**QUESTIONS:**
a) Answer these from the Plakobranchus mitogenome report:
(i) How long is the mitochondrial genome in base pairs?
(ii) At which institution is the voucher material stored?
(iii) On which platform were the paired-end reads sequenced?
b) Return the stretch of the Plakobranchus mitogenome report from "Specimens of P." through "(voucher no. ZFMK-TIS-29490).", word for word.
c) Continue the Plakobranchus mitogenome report with the passage that would come after its last sentence.

**PAGE EXCERPT:**
:::::

Abstract
We present the complete mitochondrial genome sequence of Plakobranchus cf. ocellatus (Heterobranchia: Sacoglossa), a so-called ‘solar-powered’ sea slug with long-term retention of chloroplasts. The mitochondrial genome was 14,177 bp in length containing the standard set of 13 protein-coding genes, 2 rRNAs, and 22 tRNAs. The base composition of 27.3% A, 15.6% C, 18.6% G, and 38.5% T showed a strong A + T bias. The genome organization of P. cf. ocellatus is identical to the other sacoglossan mitogenomes sequenced so far, except for Ascobulla fragilis.
Plakobranchus cf. ocellatus van Hasselt, 1824 belongs to a small group of marine, heterobranch slugs, called Sacoglossa, of which certain species have the ability to sequester chloroplasts from its food algae (Hirose Citation2005; Christa et al. Citation2012). These ‘stolen’ plastids (kleptoplasts) are then stored in a functional state in the digestive gland cells of the slugs and allow them to endure weeks (short-term retention) or months (long-term retention) of starvation during which time the kleptoplasts continue photosynthesis inside the slugs (Trench et al. Citation1970; Christa et al. Citation2012, Citation2014; Wägele & Martin Citation2014; Vries et al. Citation2015). Here, we present the complete mitochondrial genome of P. cf. ocellatus, a so-called ‘solar-powered’ sea slug with long-term retention (Händeler et al. Citation2009; Christa et al. Citation2012).
Specimens of P. cf. ocellatus were collected on the Philippines (10°14'30.4"N 124°03'47.2"E) in December 2012. The heads of about 60 slugs were dissected to remove the post-pharyngeal nerve ring, which were directly deep frozen in liquid nitrogen and then stored (−80 °C). From these, genomic DNA was extracted using the QIAGEN DNeasy® Blood & Tissue Kit (Hilden, Germany). Voucher material is stored in absolute ethanol at the Zoological Research Museum Alexander Koenig (voucher no. ZFMK-TIS-29490).
Two genomic libraries (insert sizes: 350 and 550 bp, resp.) were prepared using the TruSeq® DNA PCR-Free Library Preparation Kit (San Diego, CA) according to the manufacturer’s protocol and 125 bp paired-end reads were sequenced on an Illumina HiSeq 2500 platform (San Diego, CA). All read pairs were used for mitochondrial genome assembly with MITObim 1.8 (Hahn et al. Citation2013), using the sequence of the mitochondrial cytochrome oxidase I gene of P. ocellatus (NCBI accession number: JX272720.1) as seed. After verification of correct circularity, genome annotation was done with MITOS revision 656 (Bernt et al. Citation2013), followed by manual correction using Geneious version 7.1.9 (Kearse et al. Citation2012).

:::::

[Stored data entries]

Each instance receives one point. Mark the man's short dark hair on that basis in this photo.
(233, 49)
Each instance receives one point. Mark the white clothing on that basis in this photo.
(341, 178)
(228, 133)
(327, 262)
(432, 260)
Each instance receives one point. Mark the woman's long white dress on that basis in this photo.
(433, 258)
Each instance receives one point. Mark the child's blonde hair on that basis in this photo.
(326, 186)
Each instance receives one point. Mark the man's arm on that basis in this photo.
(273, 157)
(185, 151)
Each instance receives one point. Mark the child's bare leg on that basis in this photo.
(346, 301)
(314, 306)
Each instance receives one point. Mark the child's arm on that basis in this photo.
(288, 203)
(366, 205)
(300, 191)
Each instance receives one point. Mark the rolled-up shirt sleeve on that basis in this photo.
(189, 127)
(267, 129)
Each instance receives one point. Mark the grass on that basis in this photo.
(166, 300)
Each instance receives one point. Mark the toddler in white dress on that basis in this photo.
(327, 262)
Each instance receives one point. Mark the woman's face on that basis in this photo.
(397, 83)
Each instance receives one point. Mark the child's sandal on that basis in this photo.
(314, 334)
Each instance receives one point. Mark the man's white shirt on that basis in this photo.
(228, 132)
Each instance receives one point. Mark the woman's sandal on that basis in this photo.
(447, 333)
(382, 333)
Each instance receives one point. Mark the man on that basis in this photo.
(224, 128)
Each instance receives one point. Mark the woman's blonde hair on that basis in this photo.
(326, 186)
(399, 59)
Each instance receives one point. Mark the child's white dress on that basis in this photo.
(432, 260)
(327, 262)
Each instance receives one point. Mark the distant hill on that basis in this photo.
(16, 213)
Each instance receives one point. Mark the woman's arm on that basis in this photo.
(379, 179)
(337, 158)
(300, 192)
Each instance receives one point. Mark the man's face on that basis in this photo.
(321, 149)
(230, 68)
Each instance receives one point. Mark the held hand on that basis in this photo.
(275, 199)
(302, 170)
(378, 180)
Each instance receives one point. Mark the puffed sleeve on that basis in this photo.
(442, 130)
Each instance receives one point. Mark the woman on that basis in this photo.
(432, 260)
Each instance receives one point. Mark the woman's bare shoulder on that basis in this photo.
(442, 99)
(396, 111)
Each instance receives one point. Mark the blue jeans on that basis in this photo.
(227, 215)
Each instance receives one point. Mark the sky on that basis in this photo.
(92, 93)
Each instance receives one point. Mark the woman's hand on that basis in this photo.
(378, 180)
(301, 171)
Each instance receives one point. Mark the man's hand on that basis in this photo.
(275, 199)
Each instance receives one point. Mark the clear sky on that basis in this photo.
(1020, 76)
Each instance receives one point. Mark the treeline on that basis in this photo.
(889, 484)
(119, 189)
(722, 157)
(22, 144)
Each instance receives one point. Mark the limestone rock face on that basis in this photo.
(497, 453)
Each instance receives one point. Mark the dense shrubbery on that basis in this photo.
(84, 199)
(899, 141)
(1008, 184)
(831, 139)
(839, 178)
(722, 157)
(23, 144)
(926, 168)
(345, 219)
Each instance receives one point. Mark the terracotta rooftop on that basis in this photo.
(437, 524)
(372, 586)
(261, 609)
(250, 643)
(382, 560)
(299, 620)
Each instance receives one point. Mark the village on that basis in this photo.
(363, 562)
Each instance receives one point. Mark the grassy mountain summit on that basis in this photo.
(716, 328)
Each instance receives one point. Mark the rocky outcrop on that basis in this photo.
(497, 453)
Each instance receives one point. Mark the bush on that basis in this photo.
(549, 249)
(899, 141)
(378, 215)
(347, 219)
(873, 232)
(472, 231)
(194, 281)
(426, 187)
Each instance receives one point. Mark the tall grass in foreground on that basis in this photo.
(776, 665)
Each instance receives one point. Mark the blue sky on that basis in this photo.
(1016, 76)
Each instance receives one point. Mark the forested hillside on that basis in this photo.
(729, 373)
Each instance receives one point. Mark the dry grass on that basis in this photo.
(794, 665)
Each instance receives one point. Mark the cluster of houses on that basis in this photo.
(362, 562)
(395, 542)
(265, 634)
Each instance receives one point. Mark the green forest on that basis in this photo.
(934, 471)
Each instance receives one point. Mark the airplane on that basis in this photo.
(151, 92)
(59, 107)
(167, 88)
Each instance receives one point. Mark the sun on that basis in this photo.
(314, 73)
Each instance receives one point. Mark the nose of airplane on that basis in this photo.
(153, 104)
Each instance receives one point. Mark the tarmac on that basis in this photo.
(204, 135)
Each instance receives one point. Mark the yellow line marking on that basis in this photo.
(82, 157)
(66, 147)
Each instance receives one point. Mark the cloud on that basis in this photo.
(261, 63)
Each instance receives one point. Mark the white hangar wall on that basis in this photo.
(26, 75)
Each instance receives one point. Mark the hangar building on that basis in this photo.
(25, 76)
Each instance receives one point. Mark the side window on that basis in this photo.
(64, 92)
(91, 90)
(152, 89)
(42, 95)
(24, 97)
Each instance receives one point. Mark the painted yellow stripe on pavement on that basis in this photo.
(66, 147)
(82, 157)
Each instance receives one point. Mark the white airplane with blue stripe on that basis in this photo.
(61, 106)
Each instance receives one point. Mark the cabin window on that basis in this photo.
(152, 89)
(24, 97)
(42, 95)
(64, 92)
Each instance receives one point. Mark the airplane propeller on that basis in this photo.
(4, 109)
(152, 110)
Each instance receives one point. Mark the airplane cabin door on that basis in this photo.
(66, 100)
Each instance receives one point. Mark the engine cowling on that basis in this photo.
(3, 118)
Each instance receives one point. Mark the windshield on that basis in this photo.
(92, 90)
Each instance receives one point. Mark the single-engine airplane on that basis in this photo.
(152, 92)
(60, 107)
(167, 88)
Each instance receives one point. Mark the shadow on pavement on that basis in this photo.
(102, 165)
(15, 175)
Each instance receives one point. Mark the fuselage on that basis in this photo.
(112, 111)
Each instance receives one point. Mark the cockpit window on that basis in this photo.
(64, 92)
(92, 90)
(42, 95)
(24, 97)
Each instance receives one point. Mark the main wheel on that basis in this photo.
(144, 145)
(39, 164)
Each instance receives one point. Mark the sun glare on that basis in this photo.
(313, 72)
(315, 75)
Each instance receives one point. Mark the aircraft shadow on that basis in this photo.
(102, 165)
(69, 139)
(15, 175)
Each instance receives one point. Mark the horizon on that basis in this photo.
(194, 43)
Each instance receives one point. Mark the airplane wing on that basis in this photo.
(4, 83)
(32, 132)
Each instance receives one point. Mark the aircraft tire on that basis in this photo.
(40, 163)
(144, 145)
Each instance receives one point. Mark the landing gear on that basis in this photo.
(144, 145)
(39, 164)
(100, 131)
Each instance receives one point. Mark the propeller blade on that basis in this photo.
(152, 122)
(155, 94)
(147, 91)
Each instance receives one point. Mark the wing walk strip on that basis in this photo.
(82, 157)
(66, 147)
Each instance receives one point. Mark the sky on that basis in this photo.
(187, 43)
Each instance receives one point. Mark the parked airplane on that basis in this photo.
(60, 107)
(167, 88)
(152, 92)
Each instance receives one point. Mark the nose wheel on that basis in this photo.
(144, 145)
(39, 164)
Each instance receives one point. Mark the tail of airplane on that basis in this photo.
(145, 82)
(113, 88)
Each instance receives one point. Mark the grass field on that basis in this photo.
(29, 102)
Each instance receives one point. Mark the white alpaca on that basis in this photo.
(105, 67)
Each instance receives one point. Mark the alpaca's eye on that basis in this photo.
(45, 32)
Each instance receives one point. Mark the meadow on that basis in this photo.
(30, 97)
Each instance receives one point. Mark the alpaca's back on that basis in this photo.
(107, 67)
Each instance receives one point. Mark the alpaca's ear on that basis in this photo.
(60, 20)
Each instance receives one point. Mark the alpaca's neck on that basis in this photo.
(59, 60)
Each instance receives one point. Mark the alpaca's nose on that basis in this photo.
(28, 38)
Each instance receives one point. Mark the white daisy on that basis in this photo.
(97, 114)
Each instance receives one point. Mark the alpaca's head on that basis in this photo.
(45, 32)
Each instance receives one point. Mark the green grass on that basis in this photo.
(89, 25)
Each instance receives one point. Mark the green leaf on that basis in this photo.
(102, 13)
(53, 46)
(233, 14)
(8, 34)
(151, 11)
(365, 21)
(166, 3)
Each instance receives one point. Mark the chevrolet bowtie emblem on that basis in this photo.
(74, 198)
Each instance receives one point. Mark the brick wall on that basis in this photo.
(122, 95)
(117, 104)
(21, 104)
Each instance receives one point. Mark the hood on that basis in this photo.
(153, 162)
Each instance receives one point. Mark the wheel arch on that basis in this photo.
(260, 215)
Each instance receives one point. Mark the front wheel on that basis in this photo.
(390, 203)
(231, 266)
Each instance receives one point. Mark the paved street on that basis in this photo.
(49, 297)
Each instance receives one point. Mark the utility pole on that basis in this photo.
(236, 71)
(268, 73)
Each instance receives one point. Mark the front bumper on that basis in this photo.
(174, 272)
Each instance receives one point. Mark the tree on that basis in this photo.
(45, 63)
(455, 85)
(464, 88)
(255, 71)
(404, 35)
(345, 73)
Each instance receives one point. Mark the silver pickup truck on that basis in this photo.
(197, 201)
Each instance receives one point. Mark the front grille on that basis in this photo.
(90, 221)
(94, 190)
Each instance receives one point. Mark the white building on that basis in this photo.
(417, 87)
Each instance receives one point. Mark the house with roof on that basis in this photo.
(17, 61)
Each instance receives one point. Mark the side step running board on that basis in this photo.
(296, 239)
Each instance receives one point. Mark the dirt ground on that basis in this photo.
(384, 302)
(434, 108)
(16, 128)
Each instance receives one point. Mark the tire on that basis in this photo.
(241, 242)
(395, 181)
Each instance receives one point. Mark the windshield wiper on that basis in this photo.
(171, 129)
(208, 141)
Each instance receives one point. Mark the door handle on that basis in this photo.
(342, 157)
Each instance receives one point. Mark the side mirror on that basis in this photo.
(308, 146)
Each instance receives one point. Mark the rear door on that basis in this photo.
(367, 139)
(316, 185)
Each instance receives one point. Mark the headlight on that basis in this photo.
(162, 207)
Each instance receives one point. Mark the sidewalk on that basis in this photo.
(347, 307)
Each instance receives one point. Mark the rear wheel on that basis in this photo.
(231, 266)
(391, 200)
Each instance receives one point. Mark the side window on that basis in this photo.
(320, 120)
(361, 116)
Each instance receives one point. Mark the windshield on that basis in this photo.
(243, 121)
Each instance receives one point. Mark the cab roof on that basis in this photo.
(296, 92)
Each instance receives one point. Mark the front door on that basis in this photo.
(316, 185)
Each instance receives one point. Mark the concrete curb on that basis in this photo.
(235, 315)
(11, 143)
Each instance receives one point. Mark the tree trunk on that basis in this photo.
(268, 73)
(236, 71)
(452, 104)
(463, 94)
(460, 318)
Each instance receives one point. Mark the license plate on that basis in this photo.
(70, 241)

:::::

**RESPONSES PER TASK:**
a)
(i) 14,177 bp
(ii) The Zoological Research Museum Alexander Koenig
(iii) An Illumina HiSeq 2500 platform

b)
Specimens of P. cf. ocellatus were collected on the Philippines (10°14'30.4"N 124°03'47.2"E) in December 2012. The heads of about 60 slugs were dissected to remove the post-pharyngeal nerve ring, which were directly deep frozen in liquid nitrogen and then stored (−80 °C). From these, genomic DNA was extracted using the QIAGEN DNeasy® Blood & Tissue Kit (Hilden, Germany). Voucher material is stored in absolute ethanol at the Zoological Research Museum Alexander Koenig (voucher no. ZFMK-TIS-29490).

c)
The complete mitochondrial genome (GenBank accession number: KX853083) had a length of 14,177 bp encoding for 13 protein-coding genes, 2 rRNAs, and 22 tRNAs. The base composition is 27.3% A, 15.6% C, 18.6% G, and 38.5% T. A total of 183 bp nucleotides were observed in multiple small intergenic regions, ranging from 1 to 54 bp (found between the genes coding for COX3 and trnI(gat)). The gene order was as follows: trnK(ttt), cox1, trnV(tac), rrnL, trnL1(tag), trnA(tgc), trnP(tgg), nad6, nad5, nad1, trnW(tca), trnY(gta), nad4l, cob, trnD(gtc), trnF(gaa), cox2, trnG(tcc), trnH(gtg), -trnQ(ttg), -trnL2(taa), -atp8, -trnN(gtt), trnC(gca), -atp6, -trnR(tcg), -trnE(ttc), -rrnS, -trnM(cat), -nad3, -trnS2(tga), trnS1(gct), nad4, -trnT(tgt), -cox3, trnI(gat), nad2 and is therefore identical to the other sacoglossan mitogenomes sequenced so far, i.e. Elysia chlorotica, E. ornata, Thuridilla gracilis, and Placida sp. 1 NY-2013, except for Ascobulla fragilis.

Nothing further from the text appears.